PROVIDED MATERIAL:
-*-
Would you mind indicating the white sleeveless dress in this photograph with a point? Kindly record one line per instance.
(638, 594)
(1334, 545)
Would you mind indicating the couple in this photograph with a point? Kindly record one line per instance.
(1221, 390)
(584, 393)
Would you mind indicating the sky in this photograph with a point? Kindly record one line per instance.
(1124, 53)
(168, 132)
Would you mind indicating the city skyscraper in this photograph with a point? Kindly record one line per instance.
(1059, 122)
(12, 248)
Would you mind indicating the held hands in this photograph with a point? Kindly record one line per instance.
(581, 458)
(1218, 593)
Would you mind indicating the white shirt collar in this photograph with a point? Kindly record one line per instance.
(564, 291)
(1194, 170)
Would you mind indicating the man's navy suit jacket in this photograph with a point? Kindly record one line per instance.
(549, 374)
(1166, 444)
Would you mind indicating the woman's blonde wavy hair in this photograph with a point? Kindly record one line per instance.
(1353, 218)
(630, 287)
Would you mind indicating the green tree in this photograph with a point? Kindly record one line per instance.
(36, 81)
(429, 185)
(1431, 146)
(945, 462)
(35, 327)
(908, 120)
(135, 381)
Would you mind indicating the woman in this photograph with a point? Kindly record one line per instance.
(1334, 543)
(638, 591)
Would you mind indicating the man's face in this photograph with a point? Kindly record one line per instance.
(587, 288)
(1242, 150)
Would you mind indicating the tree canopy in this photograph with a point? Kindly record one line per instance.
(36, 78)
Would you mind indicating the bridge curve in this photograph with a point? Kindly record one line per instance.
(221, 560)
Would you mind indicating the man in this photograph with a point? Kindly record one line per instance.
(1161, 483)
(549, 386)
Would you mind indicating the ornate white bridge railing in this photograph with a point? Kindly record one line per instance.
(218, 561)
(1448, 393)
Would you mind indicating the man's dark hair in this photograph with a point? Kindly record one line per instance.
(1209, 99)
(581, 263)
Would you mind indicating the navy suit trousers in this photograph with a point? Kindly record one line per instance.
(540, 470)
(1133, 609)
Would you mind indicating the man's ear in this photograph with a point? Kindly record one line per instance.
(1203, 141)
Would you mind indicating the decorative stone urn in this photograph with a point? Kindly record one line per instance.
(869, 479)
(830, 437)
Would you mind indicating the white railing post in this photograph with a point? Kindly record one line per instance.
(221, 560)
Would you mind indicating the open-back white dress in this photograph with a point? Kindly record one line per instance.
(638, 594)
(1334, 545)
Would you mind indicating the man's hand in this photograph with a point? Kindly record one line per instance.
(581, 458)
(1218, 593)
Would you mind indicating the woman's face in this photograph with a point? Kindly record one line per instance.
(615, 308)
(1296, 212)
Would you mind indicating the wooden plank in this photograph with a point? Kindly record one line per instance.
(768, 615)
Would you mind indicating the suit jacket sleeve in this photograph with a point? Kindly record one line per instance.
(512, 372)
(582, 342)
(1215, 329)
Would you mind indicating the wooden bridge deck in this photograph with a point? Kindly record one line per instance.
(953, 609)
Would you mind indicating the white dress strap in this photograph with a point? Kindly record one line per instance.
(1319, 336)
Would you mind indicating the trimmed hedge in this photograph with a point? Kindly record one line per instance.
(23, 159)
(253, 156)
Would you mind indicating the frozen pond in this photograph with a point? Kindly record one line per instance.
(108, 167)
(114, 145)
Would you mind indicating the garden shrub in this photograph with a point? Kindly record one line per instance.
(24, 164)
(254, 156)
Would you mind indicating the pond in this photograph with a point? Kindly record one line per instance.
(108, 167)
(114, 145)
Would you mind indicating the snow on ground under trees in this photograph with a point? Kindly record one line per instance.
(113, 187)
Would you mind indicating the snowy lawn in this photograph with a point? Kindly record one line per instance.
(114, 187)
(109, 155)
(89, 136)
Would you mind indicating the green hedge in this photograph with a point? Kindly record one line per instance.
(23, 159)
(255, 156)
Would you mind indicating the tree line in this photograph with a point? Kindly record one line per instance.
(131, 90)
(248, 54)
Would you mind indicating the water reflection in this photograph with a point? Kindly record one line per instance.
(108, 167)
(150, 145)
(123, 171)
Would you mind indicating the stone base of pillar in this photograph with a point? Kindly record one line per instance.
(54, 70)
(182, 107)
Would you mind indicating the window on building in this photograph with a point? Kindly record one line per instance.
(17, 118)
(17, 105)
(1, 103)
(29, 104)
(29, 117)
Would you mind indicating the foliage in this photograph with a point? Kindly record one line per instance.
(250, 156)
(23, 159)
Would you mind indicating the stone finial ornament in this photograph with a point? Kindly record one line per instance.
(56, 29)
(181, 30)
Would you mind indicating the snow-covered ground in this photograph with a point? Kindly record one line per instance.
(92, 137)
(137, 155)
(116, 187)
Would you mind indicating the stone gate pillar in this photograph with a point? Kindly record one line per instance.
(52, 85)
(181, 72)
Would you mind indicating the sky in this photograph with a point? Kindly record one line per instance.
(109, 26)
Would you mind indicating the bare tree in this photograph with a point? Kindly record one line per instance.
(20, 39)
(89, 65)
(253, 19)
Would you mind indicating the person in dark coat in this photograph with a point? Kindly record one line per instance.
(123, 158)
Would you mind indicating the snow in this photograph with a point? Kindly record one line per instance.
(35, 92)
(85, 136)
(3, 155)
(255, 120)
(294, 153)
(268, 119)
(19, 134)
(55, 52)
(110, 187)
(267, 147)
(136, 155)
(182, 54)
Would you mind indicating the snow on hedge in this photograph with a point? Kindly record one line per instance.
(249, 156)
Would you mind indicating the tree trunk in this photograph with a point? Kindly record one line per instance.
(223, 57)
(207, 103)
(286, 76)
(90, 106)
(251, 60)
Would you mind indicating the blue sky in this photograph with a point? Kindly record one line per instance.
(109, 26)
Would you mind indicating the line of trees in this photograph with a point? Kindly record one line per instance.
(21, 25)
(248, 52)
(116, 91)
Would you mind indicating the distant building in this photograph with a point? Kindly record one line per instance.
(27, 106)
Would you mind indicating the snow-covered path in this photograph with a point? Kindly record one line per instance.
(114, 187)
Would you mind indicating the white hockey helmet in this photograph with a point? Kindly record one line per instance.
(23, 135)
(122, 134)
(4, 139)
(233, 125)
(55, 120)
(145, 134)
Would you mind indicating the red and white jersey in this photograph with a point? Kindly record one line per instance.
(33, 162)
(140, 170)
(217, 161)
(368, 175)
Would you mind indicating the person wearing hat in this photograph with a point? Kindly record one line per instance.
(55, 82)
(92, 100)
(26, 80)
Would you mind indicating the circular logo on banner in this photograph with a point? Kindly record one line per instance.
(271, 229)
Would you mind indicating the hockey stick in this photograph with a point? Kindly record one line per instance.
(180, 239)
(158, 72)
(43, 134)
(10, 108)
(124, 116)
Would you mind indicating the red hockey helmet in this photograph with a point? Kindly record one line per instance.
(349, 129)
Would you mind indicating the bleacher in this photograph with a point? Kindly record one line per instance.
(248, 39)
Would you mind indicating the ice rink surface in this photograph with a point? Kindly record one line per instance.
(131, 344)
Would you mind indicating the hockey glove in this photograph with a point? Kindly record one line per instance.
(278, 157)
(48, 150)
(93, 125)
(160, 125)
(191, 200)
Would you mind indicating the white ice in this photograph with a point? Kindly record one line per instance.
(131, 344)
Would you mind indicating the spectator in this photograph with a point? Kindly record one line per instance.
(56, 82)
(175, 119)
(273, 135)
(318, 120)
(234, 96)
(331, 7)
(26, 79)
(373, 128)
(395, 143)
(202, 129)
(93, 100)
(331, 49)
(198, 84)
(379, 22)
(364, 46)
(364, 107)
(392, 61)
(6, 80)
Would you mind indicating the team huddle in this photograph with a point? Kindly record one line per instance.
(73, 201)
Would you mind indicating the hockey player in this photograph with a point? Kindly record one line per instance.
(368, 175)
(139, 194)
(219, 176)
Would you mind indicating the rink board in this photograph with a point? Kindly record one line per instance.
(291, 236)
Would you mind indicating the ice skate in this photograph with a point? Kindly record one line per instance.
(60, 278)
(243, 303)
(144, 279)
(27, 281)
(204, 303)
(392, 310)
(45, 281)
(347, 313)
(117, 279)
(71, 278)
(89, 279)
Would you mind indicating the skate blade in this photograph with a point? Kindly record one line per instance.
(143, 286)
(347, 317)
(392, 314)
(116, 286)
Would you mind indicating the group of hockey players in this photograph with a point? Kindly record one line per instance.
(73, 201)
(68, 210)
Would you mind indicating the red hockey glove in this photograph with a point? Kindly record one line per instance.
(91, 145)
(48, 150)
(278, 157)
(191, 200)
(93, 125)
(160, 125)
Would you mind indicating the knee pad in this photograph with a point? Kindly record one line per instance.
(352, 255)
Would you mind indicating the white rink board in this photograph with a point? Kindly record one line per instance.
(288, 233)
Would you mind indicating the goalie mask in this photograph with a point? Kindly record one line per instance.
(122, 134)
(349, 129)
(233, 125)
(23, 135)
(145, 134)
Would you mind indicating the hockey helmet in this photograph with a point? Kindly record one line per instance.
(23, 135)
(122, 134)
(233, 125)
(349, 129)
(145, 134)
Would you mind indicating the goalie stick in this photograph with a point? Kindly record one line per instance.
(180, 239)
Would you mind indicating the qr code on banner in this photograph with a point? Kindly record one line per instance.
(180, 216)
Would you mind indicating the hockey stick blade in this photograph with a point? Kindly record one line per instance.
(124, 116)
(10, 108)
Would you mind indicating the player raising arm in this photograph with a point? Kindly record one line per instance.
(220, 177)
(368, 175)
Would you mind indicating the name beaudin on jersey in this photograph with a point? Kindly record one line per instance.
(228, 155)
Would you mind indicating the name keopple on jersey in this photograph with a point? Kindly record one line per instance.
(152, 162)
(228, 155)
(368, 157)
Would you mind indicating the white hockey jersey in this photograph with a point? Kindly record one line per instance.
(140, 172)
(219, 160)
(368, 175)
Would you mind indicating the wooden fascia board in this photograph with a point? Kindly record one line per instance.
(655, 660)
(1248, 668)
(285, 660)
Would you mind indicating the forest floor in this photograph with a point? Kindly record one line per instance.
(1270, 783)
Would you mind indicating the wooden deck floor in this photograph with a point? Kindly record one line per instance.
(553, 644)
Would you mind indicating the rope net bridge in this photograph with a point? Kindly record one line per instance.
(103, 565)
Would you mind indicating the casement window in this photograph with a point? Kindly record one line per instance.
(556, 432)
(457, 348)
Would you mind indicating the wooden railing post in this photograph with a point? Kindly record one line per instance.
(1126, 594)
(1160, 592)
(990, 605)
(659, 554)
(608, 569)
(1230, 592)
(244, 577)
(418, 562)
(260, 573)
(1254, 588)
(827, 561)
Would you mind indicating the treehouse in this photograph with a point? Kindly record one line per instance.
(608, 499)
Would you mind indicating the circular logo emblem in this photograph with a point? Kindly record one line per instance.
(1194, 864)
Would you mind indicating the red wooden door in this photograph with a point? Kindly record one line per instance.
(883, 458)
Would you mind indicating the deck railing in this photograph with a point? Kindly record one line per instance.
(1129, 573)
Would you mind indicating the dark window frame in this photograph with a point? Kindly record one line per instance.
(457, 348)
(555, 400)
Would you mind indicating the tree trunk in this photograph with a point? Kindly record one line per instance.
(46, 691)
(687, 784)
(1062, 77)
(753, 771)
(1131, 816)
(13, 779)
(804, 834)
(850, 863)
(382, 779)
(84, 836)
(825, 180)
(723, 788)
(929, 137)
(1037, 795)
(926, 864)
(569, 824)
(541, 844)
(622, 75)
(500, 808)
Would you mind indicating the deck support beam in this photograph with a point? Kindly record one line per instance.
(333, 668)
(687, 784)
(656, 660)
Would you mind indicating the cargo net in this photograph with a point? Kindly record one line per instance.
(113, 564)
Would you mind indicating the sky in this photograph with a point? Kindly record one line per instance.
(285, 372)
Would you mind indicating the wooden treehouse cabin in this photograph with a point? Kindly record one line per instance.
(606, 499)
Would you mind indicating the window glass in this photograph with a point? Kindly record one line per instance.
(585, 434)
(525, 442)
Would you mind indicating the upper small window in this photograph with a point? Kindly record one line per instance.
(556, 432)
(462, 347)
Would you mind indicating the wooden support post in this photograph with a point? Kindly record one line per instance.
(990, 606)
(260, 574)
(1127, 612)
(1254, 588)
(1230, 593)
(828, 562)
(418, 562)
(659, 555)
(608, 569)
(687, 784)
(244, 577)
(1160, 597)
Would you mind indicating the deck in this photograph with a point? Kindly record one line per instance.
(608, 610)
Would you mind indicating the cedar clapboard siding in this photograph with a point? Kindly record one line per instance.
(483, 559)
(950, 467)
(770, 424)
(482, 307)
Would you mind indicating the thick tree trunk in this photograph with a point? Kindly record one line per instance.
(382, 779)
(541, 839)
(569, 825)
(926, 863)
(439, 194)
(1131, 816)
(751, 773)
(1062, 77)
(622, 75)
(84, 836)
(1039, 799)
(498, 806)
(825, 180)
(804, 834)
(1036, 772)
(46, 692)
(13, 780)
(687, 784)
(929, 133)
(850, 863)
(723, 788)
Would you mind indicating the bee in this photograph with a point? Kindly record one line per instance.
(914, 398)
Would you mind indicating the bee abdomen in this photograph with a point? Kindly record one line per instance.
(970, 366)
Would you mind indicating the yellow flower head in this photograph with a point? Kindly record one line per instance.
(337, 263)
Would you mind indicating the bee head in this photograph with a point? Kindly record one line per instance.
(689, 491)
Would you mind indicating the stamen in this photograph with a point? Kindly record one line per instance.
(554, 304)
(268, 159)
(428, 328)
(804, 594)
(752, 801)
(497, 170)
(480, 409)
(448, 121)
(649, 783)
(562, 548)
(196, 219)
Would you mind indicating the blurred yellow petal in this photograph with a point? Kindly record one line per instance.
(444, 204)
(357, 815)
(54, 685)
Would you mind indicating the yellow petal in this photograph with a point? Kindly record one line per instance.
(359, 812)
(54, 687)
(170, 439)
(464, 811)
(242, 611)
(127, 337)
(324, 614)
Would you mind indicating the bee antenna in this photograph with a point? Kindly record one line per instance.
-*-
THE EXERCISE: Reproduce the entries verbatim, from the line containing "Would you mind indicating the window glass" through the line containing "(1160, 597)", both lines included.

SOLUTION TO THIS PROBLEM:
Would you mind indicating the window glass in this photograph with a point? Kindly record one line per instance.
(585, 434)
(525, 442)
Would you mind indicating the upper small window in this photograph with a point? Kindly record one line per instance.
(556, 432)
(462, 347)
Would you mind indicating the wooden support post in this photograph with a point? Kindly record one line per instance.
(990, 606)
(260, 574)
(1127, 612)
(1254, 588)
(1230, 593)
(828, 562)
(418, 562)
(659, 555)
(608, 569)
(687, 784)
(244, 577)
(1160, 597)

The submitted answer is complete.